## Task item
All lines from the one with "Target: tent pole" through the last are to be given again exactly as they stand in the data below, and only those.

·····

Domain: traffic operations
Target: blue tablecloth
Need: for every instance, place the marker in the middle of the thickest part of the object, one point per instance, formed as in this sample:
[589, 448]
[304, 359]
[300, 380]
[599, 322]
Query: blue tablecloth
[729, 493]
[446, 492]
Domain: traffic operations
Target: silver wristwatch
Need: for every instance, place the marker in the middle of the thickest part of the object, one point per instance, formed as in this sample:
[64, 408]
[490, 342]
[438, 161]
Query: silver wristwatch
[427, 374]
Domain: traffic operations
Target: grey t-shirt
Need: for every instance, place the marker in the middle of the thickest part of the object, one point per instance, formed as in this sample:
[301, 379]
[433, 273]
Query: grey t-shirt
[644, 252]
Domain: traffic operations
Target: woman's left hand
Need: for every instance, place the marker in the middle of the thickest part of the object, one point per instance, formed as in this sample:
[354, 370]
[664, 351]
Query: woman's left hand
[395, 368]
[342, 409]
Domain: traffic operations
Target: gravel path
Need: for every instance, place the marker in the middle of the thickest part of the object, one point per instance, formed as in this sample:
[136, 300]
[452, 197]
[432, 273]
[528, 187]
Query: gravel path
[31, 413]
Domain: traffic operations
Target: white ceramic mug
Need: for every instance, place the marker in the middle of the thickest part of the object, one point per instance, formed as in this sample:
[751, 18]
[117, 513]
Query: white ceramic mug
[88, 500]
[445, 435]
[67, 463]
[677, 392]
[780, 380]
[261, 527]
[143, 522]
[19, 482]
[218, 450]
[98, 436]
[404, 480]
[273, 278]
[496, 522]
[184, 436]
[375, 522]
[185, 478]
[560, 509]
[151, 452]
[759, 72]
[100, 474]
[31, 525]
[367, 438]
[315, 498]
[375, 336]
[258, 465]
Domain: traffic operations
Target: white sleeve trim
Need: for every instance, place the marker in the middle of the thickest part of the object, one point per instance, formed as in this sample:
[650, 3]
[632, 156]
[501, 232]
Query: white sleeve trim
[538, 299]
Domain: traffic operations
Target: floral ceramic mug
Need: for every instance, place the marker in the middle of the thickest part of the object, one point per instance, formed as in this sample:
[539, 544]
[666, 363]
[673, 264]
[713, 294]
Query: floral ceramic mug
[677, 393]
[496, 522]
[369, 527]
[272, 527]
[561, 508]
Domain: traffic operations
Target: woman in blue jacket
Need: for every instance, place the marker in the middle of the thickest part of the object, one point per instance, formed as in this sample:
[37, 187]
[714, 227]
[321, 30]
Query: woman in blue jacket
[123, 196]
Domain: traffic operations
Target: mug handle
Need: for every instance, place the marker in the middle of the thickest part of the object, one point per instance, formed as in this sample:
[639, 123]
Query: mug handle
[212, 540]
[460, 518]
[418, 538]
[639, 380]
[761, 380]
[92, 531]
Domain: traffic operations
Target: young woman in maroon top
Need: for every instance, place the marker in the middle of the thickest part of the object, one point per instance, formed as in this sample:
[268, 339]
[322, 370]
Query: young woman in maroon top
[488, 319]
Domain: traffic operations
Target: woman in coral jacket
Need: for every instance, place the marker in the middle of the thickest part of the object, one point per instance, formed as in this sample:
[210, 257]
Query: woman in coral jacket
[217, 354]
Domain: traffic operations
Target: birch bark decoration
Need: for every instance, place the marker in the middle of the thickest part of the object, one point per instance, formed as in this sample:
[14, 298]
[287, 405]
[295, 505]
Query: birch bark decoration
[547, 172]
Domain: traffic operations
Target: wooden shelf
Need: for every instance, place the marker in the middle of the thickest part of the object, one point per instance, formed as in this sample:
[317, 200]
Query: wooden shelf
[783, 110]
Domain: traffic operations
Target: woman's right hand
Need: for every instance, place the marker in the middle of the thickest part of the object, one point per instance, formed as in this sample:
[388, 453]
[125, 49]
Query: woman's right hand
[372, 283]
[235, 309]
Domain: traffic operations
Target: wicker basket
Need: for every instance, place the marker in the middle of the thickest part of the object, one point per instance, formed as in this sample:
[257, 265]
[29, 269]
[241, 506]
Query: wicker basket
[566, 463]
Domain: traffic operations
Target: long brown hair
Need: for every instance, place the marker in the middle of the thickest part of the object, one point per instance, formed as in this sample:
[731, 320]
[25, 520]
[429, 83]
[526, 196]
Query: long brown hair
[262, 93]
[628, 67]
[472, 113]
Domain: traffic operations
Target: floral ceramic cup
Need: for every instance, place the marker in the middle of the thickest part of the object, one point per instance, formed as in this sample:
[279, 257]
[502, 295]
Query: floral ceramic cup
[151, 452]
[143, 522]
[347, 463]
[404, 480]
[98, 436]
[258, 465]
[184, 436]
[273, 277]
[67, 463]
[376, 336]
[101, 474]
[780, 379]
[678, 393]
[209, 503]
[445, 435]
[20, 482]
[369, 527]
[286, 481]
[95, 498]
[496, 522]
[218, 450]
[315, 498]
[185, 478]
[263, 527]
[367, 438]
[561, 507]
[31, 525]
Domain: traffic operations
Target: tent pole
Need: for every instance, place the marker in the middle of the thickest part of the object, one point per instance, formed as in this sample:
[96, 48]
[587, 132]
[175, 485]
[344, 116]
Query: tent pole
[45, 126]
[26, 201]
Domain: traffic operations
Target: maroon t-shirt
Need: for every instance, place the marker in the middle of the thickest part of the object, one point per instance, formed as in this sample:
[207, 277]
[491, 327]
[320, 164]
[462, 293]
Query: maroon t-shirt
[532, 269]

·····

## Response to this exercise
Target: tent pole
Need: for every instance, place the marker in the middle of the thickest part of the object, one point per instance, formed as in this sample:
[96, 48]
[587, 132]
[175, 485]
[344, 116]
Query: tent pole
[45, 126]
[26, 201]
Domain: traffic operations
Target: maroon t-shirt
Need: for every instance, place the marker in the middle of the thickest part of the object, one point per instance, formed as in this sample:
[207, 277]
[491, 327]
[320, 164]
[462, 293]
Query: maroon t-shirt
[532, 269]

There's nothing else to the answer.